→ Problem 1
In the LM3875 kit forum thread, recast the paragraph beginning "The transformer I'm using" as a short bulleted list that keeps its main facts.
→ Problem 2
Write the next part of the LM3875 kit forum thread, picking up after its final line.

→ Excerpted text
LM3875 dual mono kit - a few questions.

I have bought 2 dual mono 3875 kits from madaboutsound.com to make a 4ch amp.

I finished the first 2 channels yesterday but I'm getting 78mv at one set of terminals and 144mv at the other set.

I have triple checked everything and both channels are identical - any idea what I may have done wrong?

I have read that I'm supposed to ground the PSU board but can't see where to ground it so only the amp boards are grounded to the chassis via cg.

Now... This morning I put the other kit together for the other 2 channels, I switched the amp on and smoke started pouring off one of the rectifier diodes... Not good...

Again, I triple checked everything and it's all put together properly. I haven't ever built anything like this before so I have been working very carefully to make sure I do everything properly and don't make any mistakes.

The transformer I'm using is a 500 VA with two 25-0 secondaries, the PSU boards are connected AC1 to +25, AC1- to 0, AC2 to +25 and AC2- to 0.

What would cause the diode to smoke?

On the bright side, I listened to the first amp for a few hours first thing this morning ( I have spare drivers for that particular pair of speakers ;)) and it sounds exceptional, I'm well chuffed. :)
 
This is not unusual values.

According to datasheet the output offset with low ohmish resistors in the feedback and low DC resistance at the input, it can be 1-10 mV times the gain which is 30, 30-300 mV that is. If you them have non optimal resistor values the offset can be even higher. (therefore do I use DC-servo which gives me 0.07 mV(!) offset, every time!)
 
quickshift said:
I have bought 2 dual mono 3875 kits from madaboutsound.com to make a 4ch amp.

I finished the first 2 channels yesterday but I'm getting 78mv at one set of terminals and 144mv at the other set.

Are those measurements without source connected, and if connected, are you sure that source does not generate any DC offset?

BTW, 144mV is very unusual value. Out of 300 chips I measured, I incountered such high offset only 3 times. Chips producing more than 100mV offset are usually less than 10%.
 
Peter Daniel said:


Are those measurements without source connected, and if connected, are you sure that source does not generate any DC offset?

→ Recorded information
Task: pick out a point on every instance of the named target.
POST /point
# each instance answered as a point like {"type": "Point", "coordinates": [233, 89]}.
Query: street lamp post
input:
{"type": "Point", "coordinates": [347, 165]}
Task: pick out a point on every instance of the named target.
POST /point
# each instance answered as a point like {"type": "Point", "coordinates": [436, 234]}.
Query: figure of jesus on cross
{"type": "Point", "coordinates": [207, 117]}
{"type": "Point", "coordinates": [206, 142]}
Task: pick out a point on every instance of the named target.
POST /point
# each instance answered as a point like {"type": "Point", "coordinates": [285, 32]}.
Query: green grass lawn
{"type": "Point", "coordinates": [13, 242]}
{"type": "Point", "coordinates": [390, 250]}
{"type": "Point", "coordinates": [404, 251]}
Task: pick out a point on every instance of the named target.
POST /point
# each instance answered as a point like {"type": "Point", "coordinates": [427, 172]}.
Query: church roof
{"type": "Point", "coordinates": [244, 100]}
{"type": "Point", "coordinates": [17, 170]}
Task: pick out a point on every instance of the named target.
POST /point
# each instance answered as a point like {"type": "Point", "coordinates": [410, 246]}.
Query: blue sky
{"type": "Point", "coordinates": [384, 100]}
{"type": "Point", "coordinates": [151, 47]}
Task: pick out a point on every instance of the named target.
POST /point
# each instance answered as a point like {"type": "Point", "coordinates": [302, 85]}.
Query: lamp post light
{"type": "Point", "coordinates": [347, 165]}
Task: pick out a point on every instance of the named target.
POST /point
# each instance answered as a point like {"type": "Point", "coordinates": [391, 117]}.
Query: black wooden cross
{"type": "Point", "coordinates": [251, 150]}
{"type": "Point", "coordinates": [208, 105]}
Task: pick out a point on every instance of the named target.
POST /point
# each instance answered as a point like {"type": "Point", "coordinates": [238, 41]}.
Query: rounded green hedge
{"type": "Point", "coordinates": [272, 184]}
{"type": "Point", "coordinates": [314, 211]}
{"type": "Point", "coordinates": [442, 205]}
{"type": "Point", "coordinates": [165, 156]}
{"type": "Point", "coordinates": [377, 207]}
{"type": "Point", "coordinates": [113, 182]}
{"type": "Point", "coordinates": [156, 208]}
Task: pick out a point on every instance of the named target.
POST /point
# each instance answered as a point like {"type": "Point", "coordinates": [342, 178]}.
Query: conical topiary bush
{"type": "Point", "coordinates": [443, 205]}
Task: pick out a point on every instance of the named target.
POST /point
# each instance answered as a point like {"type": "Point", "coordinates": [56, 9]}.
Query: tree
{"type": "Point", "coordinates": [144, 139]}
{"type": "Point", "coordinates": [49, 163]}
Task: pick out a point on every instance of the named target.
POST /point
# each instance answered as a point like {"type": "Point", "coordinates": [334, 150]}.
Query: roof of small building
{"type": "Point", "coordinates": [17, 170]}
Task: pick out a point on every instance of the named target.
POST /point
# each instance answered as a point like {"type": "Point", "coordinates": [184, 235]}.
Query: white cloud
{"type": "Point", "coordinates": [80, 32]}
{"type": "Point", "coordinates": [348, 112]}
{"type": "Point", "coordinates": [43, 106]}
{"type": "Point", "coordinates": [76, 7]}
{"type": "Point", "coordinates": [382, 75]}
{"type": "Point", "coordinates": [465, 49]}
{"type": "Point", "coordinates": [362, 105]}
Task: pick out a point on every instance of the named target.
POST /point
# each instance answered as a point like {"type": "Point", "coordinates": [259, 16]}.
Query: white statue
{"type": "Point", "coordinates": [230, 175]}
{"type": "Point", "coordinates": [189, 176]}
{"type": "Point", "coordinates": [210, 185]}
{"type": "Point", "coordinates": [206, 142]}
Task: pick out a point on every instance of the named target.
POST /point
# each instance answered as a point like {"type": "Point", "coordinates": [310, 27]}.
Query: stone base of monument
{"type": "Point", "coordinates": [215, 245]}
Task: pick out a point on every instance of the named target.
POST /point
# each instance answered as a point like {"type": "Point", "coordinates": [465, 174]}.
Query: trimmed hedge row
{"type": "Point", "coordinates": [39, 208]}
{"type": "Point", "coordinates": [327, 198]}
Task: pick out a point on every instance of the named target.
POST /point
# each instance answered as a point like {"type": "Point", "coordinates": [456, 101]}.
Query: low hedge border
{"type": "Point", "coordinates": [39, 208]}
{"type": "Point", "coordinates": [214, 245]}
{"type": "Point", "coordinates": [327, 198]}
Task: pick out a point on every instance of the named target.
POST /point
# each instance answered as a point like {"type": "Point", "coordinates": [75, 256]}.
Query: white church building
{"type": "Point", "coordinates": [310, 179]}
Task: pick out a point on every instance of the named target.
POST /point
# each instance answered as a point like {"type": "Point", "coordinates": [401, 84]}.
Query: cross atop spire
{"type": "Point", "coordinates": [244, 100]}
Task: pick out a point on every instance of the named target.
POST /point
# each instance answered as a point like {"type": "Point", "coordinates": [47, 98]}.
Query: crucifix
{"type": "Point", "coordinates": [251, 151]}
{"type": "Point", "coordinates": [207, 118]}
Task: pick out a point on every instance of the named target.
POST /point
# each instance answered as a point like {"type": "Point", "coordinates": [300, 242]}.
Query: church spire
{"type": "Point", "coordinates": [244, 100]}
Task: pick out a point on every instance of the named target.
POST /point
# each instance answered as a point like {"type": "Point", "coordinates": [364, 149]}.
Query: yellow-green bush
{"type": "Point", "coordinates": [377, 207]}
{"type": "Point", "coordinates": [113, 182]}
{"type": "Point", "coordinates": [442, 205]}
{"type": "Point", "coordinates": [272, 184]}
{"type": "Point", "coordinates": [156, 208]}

→ Task output 1
- Transformer: 500 VA, with two 25-0 secondaries
- PSU board connections:
  - AC1 to +25
  - AC1- to 0
  - AC2 to +25
  - AC2- to 0

→ Task output 2
BTW, 144mV is very unusual value. Out of 300 chips I measured, I incountered such high offset only 3 times. Chips producing more than 100mV offset are usually less than 10%.

The measurements are with no source connected. I have also checked the output from the PSU and it's +/- 35.1V on both boards.

Should I be worried that they values are so different?

Thanks peranders

<<QS runs off to look up what a DC-servo is... >>

I think this was with a previous revision of the board but Db Dungeon says 28mV DC offset is about right. As long as it's not going to cause a problem that's OK.
 
You have to also consider, that depending what is connected to the input, those values of the offset may decrease, as offset depends on input shunt resistance as well.

So, if it's active preamp, with no coupling cap, the offset may drop to 20mV or so. If you use a pot at the input, the offset will vary with rotation (of the pot). I find that anything less than 70 mV (or even 100mV) is fine for the speakers, but personally prefer if the offset is less than 50mV. If the offset is excessively high, the chip should be replaced.
 
If you short circuit the input you will see how much voltage offset you have got.If you measure the output and divide it with the gain (32 in your case) you will see if the value is below 10 mV which is technically OK but I presume you will get 3.6 mV.

If you then want to get it lower you may in sert a pretty big capacitor in series with the 680 ohms but this is not a good idea. You can't lower it further without adding any trimming network. Maybe the best solution is to change the LM3875 but then you may mess up the board in the process.
 
Peter Daniel said:
You have to also consider, that depending what is connected to the input, those values of the offset may decrease, as offset depends on input shunt resistance as well.

So, if it's active preamp, with no coupling cap, the offset may drop to 20mV or so. If you use a pot at the input, the offset will vary with rotation (of the pot). I find that anything less than 70 mV (or even 100mV) is fine for the speakers, but personally prefer if the offset is less than 50mV. If the offset is excessively high, the chip should be replaced.

Thank you.

I have measured it with the preamp connected, it's active but I have no idea if it has a coupling cap. Sorry. So much to learn... :)

I haven't used a pot in the amp.

It's now reading 55mV and 19mV which is more sensible. I'll call the shop tomorrow and have a chat with them about it.

I still can't believe how good £35 worth of parts sounds, I can't wait until it's run in and all 4 channels are working. :)

These go pretty close to the top of my "things I wish I had found out about some time ago" list. :D
 
peranders said:
If you short circuit the input you will see how much voltage offset you have got.If you measure the output and divide it with the gain (32 in your case) you will see if the value is below 10 mV which is technically OK but I presume you will get 3.6 mV.

If you then want to get it lower you may in sert a pretty big capacitor in series with the 680 ohms but this is not a good idea. You can't lower it further without adding any trimming network. Maybe the best solution is to change the LM3875 but then you may mess up the board in the process.

Thanks.

I have measured it with the inputs shorted, the high side reads 57.6mV and the low side reads 13.1mV. If it's down to the chip I'll get a replacement, would it also be worth getting premium components with tighter tolerances?

I can't see any other way to remove the chip apart from cutting the pins, even removing an LED from a board by the "see saw" method is a pain.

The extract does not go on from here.